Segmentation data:
** START **
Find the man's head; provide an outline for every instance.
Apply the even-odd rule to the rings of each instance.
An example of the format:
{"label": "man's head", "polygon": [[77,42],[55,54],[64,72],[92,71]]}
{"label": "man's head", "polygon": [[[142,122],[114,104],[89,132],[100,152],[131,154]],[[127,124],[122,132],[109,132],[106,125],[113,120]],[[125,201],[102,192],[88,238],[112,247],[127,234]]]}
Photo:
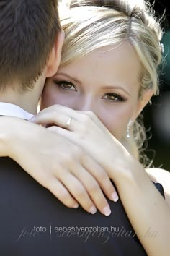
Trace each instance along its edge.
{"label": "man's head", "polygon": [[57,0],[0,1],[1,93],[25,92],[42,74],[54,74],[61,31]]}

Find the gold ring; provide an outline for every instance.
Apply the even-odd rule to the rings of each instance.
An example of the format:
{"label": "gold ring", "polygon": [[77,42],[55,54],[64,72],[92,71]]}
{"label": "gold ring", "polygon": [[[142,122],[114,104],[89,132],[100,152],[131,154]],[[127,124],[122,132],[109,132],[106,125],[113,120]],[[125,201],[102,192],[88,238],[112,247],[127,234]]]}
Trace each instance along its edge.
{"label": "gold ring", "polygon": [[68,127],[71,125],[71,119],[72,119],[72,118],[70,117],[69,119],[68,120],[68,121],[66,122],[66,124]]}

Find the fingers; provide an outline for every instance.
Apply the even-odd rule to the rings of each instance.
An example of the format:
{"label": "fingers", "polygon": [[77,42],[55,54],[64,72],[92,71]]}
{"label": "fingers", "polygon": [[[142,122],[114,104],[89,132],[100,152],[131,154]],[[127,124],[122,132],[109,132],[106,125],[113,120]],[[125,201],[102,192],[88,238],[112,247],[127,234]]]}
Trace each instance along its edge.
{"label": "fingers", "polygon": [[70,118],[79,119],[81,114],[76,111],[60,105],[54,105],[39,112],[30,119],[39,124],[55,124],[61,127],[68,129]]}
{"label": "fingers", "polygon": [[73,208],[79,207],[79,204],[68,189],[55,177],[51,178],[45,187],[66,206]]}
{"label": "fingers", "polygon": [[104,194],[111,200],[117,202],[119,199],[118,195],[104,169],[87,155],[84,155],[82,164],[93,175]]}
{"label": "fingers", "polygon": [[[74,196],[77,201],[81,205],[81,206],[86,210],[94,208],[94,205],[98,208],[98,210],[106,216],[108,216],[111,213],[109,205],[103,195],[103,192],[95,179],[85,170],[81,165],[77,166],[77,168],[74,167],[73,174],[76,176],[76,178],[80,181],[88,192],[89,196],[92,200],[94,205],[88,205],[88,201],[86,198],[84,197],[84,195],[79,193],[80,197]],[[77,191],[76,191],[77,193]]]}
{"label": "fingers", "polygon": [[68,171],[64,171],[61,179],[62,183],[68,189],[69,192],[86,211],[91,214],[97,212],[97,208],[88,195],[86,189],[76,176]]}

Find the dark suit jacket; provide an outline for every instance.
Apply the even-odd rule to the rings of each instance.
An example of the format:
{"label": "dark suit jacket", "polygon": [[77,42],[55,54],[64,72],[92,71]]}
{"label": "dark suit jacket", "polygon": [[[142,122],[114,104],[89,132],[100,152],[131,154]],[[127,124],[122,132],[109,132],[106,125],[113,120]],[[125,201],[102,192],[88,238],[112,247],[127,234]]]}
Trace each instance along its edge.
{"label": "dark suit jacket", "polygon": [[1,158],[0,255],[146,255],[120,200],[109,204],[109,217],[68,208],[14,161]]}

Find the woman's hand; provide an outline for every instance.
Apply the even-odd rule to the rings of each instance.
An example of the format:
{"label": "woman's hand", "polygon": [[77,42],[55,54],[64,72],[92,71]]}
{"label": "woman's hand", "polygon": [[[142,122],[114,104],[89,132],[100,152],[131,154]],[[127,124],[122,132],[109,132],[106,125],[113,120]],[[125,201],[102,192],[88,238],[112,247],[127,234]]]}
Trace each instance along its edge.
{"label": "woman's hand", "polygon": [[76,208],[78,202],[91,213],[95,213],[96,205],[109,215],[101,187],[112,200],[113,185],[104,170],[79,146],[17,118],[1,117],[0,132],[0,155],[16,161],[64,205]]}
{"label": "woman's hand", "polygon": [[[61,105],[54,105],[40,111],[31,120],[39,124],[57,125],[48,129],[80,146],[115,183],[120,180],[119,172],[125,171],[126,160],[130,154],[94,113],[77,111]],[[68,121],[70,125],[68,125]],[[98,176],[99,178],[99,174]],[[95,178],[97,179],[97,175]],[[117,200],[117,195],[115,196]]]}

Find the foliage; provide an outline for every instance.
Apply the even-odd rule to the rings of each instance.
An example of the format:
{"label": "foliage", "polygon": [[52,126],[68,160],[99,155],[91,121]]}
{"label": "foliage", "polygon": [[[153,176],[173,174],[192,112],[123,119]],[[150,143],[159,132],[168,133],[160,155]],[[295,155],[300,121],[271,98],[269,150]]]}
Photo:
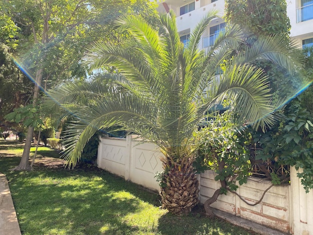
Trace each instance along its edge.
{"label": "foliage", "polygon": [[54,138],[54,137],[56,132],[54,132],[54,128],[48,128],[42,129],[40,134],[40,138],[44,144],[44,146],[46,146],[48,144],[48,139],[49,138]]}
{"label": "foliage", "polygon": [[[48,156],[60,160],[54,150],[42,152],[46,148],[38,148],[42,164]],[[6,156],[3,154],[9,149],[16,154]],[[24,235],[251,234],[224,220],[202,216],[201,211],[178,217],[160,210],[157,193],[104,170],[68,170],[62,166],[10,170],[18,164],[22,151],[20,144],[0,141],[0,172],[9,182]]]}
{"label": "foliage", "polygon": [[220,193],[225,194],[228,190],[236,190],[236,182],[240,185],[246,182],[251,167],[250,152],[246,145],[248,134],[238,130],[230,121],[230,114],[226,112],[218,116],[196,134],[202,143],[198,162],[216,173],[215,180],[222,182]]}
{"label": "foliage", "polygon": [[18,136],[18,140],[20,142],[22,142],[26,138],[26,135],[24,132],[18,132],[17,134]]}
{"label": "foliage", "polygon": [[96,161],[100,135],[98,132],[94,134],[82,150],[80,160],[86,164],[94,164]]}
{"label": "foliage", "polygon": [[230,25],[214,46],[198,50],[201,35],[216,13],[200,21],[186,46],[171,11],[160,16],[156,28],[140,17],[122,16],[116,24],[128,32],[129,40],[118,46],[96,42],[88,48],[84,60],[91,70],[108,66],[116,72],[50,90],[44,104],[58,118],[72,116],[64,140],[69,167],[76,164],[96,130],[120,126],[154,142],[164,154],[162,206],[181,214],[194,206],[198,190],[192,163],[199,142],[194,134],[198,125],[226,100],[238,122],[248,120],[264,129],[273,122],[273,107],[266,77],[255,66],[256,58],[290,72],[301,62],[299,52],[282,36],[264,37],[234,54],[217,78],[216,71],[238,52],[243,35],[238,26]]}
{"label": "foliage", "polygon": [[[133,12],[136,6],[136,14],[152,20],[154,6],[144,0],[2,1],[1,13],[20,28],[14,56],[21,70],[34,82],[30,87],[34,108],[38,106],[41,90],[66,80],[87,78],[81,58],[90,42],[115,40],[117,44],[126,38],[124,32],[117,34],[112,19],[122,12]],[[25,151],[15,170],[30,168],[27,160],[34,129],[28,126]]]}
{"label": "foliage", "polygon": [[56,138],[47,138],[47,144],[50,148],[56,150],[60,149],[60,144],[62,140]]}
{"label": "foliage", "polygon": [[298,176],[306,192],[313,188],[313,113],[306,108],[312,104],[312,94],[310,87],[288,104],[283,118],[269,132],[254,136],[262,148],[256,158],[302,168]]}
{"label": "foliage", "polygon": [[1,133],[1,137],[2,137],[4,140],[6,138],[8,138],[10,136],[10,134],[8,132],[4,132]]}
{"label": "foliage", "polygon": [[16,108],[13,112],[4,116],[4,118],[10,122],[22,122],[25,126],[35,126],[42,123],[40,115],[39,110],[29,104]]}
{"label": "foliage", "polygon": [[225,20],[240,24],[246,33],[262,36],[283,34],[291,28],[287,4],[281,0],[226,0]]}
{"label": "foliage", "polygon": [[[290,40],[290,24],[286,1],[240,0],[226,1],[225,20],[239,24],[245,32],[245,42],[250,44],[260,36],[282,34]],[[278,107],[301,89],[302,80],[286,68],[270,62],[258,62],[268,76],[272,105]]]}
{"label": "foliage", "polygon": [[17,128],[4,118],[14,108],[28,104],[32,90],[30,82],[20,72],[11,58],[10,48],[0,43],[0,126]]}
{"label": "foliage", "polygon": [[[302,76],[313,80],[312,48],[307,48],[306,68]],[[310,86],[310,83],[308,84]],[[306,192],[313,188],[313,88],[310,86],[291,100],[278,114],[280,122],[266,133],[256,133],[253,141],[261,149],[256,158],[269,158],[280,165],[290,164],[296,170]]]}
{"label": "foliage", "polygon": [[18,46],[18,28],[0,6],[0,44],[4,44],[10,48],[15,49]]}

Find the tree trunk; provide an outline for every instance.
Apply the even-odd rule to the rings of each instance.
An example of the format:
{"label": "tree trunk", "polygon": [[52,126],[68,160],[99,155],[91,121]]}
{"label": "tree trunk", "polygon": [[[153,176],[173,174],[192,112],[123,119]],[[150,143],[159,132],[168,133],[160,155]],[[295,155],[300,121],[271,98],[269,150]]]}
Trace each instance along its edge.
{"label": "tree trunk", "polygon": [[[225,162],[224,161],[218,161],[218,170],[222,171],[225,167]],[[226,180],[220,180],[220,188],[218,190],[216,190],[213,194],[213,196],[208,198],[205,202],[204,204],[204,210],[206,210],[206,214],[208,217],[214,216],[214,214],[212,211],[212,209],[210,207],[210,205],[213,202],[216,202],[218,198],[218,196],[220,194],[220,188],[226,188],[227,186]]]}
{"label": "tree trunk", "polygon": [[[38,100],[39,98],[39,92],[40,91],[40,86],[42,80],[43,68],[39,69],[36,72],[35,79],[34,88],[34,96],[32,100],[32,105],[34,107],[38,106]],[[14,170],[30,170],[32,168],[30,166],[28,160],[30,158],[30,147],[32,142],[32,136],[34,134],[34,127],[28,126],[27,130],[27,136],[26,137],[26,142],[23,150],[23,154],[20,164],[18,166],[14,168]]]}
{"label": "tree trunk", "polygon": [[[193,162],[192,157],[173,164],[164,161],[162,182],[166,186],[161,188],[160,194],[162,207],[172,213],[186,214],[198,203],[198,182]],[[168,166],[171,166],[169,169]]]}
** END **
**What is needed:**
Pick out every row above that contains the word "provide", treating uppercase and lowercase as different, and copy each one in full.

**Written solution:**
Find the man's head; provide an outline for every instance.
Find the gold ring; provide an outline for every instance.
Find the fingers; provide an outline for every instance.
Find the dark suit jacket; provide an outline for every instance.
Find the woman's hand; provide an outline for every instance.
Find the foliage; provide an outline for every instance.
Find the tree trunk; provide an outline for every instance.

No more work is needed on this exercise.